• [Task to carry out]:
An exact copy of all the data is required.

• [Given data]:
+--
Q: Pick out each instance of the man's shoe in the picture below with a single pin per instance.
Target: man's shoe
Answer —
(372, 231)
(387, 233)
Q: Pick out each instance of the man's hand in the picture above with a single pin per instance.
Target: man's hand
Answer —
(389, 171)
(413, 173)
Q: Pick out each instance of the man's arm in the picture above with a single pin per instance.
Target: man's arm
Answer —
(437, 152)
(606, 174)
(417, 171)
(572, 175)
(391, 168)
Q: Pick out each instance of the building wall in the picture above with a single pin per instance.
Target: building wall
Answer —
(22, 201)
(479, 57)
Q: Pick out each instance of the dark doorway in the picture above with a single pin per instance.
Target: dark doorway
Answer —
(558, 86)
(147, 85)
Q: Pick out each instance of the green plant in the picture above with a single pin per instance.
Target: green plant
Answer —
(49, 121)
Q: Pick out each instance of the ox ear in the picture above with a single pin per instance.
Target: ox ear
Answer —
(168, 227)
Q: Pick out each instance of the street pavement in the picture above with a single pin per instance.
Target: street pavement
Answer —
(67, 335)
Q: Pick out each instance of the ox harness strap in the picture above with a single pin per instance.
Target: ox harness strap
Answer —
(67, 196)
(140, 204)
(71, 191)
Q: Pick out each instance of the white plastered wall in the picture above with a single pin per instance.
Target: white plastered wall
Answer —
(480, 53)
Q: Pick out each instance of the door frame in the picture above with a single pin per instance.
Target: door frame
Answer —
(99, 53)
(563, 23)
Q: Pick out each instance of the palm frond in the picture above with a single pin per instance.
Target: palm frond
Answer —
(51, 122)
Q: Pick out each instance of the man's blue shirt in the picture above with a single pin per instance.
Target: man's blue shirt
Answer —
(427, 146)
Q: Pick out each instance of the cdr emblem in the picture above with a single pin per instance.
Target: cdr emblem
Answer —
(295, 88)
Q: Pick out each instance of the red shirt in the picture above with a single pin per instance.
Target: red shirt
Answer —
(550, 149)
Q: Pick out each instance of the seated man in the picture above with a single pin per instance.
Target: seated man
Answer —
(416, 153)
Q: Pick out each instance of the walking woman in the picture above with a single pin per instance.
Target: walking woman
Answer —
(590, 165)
+--
• [Output for this task]:
Q: Pick out each instance of the man's shoe in the picture below with a single pin per instance.
Target: man's shoe
Answer —
(372, 231)
(387, 233)
Q: Pick out each instance of the man's hand in the picture above with a single pin per instance.
Target: man's hand
Answer —
(389, 171)
(413, 173)
Q: Pick out each instance of the man's arm in the picture above with a single pin per instance.
Target: man's arm
Answer —
(437, 152)
(606, 174)
(417, 171)
(572, 175)
(391, 168)
Q: Pick out each instance of the building wall in the picture above with a single pin per instance.
Target: building wall
Answer —
(22, 201)
(479, 57)
Q: Pick out each instance of the dark doorway in the picture above with a single pin per instance.
Target: dark doorway
Answer —
(558, 86)
(147, 85)
Q: Pick out each instance of the green plant in the picture above with a single pin per instance.
Target: green plant
Answer —
(49, 121)
Q: Pick out each instance of the ox ear in the picture above with a single pin per instance.
Target: ox ear
Answer —
(168, 227)
Q: Pick out each instance of the street pavement in the picture above with a single pin per instance.
Target: street pavement
Answer —
(67, 335)
Q: Pick out each instance of the ox harness strap in the picture above with a single pin per instance.
Target: ox harness strap
Answer —
(67, 196)
(140, 204)
(71, 191)
Q: Pick out each instance of the white plastered wall in the picture above with a single pin per instance.
Target: white plastered wall
Answer —
(480, 53)
Q: Pick out each instance of the door frame in the picture above with a single pin per instance.
Target: door frame
Answer —
(99, 53)
(563, 23)
Q: Pick out each instance of the palm frond in the picture above with a single pin per instance.
Target: palm frond
Answer —
(51, 122)
Q: Pick out each instance of the man's blue shirt in the picture above with a single pin per instance.
Target: man's blue shirt
Answer —
(427, 146)
Q: Pick out each instance of the cdr emblem in the picture above with a single pin per instance.
Target: cdr emblem
Answer —
(295, 88)
Q: Pick out each instance of the red shirt in the picture above with a single pin per instance.
Target: red shirt
Answer —
(550, 149)
Q: Pick out each instance of the seated man in the picture above with a single pin per instance.
Target: seated man
Answer —
(416, 153)
Q: Pick out each instance of the walking woman in the picture above with a single pin per instance.
Target: walking woman
Answer —
(590, 165)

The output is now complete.